* The exercise *
Reproduce word for word the passage of the text on Aisha's sponsorship from "Martin Collacott: There" to "the opposite way.".

* Text provided *
Aisha is a 15-year-old girl from Pakistan who wants to move to Surrey, B.C. She didn't finish secondary school and doesn't speak English, but hopes to take an ESL class. She is being sponsored by her father, who moved to Canada a decade ago and sent for her after her mother died. Aisha is excited about the idea of living in the West and wants to make friends and see American movies. But she's a bit apprehensive about living with her father, who works as a line cook. He's become more pious since leaving Pakistan and she knows he'll want her to wear the hijab and shield her from Western cultural influences.

Sharryn Aiken: She's young and she wants to come to Canada to live with her father. First of all, family sponsorship of a dependent child is a right. But on the other hand, we can see there's going to be a lot of problems here. Many Diaspora communities in Canada are actually more conservative than communities in the countries of origin. Diaspora communities have a way of becoming kind of frozen in time and resisting change. It looks like this may be a person who's going to need a lot of support when she gets to Canada. We have settlement programs to provide that. We have schools with ESL programs. There's no reason to suspect that she wouldn't do well. She'll learn English and she'll adapt. But it looks like she's going to have some problems at home. It's sort of the clash of our multiculturalist values on the one hand and on the other hand wanting to promote standards of equality that permeate the entire country.



Martin Collacott: There is certainly a problematic case. She sounds like a very appealing young person, she's ambitious, she values Canadian things and so on. But ... she's probably going to have to live with her father. And there's obviously major conflicts. You feel sympathetic to her in terms of her wishes and so on, but I would say that's a recipe for disaster. The main conflict would be that people like her father come to Canada wanting the economic opportunities but thinking somehow they can live as they did back in their old country in terms of their family traditions. And it just doesn't work in many cases. She wants to come here for all freedom western society has to offer and her father will see it just the opposite way.

* Data supplied *
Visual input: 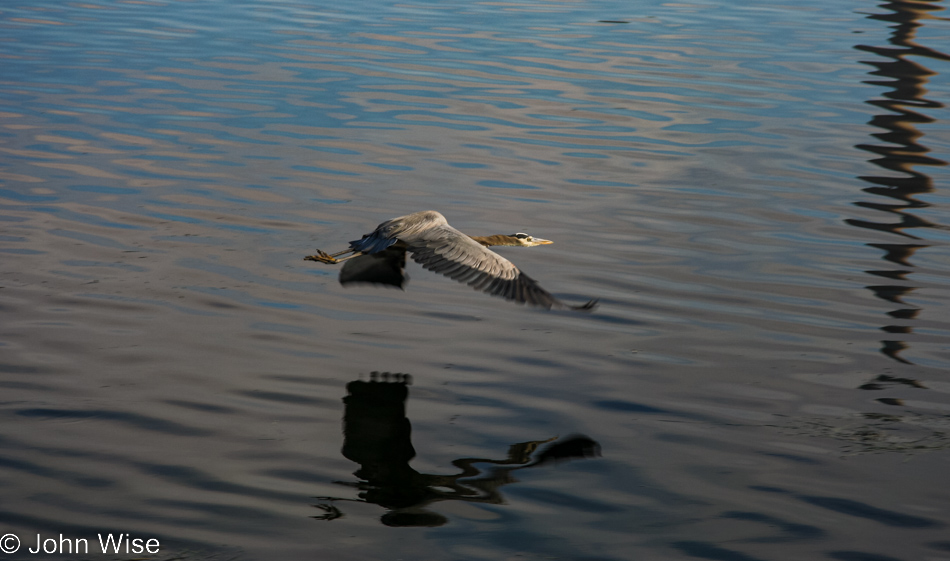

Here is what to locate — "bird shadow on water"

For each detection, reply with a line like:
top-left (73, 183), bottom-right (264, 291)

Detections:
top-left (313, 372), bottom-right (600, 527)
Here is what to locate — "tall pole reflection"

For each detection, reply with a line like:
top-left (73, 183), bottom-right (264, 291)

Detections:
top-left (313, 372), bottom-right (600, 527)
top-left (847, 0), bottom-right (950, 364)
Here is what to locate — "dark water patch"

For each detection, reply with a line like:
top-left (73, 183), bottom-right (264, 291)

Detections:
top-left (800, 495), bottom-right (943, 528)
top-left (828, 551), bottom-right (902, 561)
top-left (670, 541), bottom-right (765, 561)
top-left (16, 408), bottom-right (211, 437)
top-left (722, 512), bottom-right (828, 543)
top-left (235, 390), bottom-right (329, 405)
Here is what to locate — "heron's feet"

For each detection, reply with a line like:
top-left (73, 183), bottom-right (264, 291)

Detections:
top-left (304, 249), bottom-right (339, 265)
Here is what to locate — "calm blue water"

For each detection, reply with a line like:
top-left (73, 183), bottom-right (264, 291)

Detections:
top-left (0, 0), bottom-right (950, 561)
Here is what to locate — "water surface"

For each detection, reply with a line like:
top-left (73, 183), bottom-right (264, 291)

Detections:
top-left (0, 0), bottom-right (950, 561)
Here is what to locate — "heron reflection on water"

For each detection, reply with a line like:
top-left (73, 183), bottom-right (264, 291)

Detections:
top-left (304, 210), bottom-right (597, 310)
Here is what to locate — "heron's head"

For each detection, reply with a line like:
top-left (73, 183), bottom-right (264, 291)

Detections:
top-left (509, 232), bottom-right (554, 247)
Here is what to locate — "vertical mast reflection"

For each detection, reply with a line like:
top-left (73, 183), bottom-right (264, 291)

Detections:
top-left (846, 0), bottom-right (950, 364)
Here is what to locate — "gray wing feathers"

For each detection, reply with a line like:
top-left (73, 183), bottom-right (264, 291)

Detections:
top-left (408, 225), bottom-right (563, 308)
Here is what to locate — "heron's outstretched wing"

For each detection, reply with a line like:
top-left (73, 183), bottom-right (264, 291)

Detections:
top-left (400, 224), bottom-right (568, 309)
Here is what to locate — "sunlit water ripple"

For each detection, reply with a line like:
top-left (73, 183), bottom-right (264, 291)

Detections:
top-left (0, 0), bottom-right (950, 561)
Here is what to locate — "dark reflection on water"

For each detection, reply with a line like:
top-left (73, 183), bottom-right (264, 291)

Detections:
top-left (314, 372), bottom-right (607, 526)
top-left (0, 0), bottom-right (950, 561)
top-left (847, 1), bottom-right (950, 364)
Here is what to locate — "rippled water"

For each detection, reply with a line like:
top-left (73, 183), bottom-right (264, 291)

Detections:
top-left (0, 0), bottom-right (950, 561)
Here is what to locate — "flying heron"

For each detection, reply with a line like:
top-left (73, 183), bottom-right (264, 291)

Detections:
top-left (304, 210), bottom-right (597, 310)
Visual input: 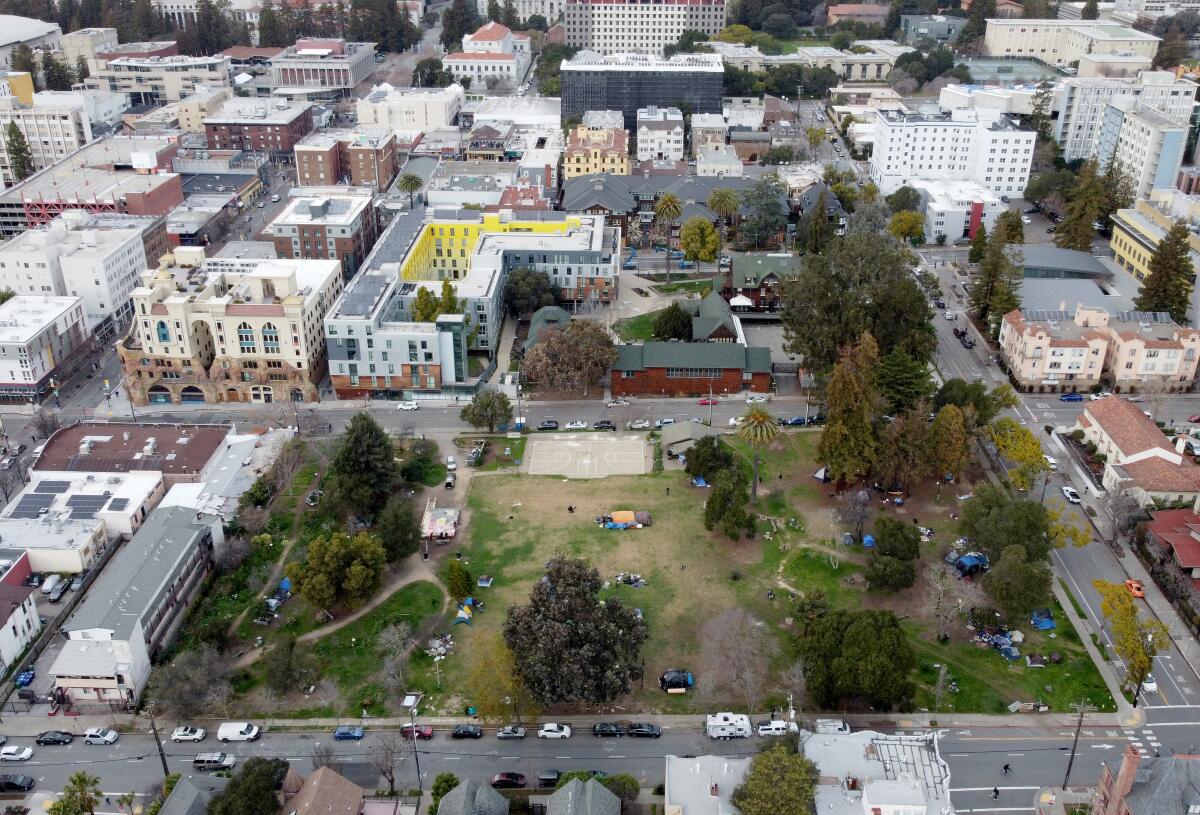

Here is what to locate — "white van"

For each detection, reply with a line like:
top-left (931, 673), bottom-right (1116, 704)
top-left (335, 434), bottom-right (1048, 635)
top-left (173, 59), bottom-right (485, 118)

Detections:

* Response *
Martin Collacott: There is certainly a problematic case. She sounds like a very appealing young person, she's ambitious, she values Canadian things and so on. But ... she's probably going to have to live with her father. And there's obviously major conflicts. You feel sympathetic to her in terms of her wishes and so on, but I would say that's a recipe for disaster. The main conflict would be that people like her father come to Canada wanting the economic opportunities but thinking somehow they can live as they did back in their old country in terms of their family traditions. And it just doesn't work in many cases. She wants to come here for all freedom western society has to offer and her father will see it just the opposite way.